Harry Callahan: Well, I’m all broken up over that man’s rights!

In fighting with the mayor – who wants to give in to the killer’s demands – Callahan is blunt and dismissive.

Mayor: I don’t want any more trouble like you had last year in the Fillmore district. Understand? That’s my policy.

Harry: Yeah, well, when an adult male is chasing a female with intent to commit rape, I shoot the bastard. That’s my policy.

Mayor: Intent? How did you establish that?

Harry: Well a naked man is chasing a woman through an alley with a butcher’s knife and a hard-on, I figure he isn’t out collecting for the Red Cross.

Even in his ultimate scene, where he mocks one of three hold-up men, Callahan embodies the rugged conservative fantasy of turned-tables and frontier justice.

Harry: Ah Ah, I know what you’re thinking. Did he fire six shots or only five? Well, to tell you the truth, in all this excitement, I’ve kinda lost track myself. But being as this is a .44 Magnum, the most powerful handgun in the world, and would blow your head clean off, you’ve got to ask yourself one question: ‘Do I feel lucky?’ Well, do ya punk?

+++++

Required work: Retype the passage about Harry Callahan word for word, starting with "Harry Callahan: Well, I’m" and going on through "the Red Cross.".

Stored records:

+++++

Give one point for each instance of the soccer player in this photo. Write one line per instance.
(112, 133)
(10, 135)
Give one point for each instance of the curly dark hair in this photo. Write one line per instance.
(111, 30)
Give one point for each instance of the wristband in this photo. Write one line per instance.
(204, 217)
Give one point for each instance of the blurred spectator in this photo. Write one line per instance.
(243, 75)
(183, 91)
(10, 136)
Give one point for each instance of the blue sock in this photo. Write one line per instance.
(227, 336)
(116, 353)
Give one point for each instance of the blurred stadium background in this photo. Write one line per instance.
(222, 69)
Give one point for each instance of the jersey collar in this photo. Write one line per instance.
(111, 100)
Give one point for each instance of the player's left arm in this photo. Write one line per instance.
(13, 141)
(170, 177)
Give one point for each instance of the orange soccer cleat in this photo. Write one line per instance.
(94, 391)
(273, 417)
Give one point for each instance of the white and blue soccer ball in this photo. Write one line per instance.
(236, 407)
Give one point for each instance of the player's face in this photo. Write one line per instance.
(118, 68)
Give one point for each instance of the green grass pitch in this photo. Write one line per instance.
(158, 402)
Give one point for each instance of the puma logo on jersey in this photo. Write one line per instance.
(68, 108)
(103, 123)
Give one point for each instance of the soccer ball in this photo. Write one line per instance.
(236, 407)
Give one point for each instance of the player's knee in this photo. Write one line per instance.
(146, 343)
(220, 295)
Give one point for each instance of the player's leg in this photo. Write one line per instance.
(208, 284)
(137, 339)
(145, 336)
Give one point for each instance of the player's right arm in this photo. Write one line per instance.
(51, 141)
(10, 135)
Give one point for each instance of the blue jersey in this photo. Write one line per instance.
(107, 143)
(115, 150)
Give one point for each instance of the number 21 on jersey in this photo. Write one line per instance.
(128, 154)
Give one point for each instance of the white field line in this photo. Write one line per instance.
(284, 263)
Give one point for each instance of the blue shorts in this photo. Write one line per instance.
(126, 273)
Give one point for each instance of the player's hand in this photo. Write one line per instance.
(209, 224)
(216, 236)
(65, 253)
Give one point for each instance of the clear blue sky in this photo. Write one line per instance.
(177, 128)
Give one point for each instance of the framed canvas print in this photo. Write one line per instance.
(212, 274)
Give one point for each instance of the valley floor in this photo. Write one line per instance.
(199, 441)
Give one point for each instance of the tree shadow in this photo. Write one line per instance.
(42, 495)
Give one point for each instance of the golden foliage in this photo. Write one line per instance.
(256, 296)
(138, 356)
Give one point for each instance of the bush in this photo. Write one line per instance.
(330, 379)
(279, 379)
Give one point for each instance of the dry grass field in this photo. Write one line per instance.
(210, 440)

+++++

Problem solution:
Harry Callahan: Well, I’m all broken up over that man’s rights!

In fighting with the mayor – who wants to give in to the killer’s demands – Callahan is blunt and dismissive.

Mayor: I don’t want any more trouble like you had last year in the Fillmore district. Understand? That’s my policy.

Harry: Yeah, well, when an adult male is chasing a female with intent to commit rape, I shoot the bastard. That’s my policy.

Mayor: Intent? How did you establish that?

Harry: Well a naked man is chasing a woman through an alley with a butcher’s knife and a hard-on, I figure he isn’t out collecting for the Red Cross.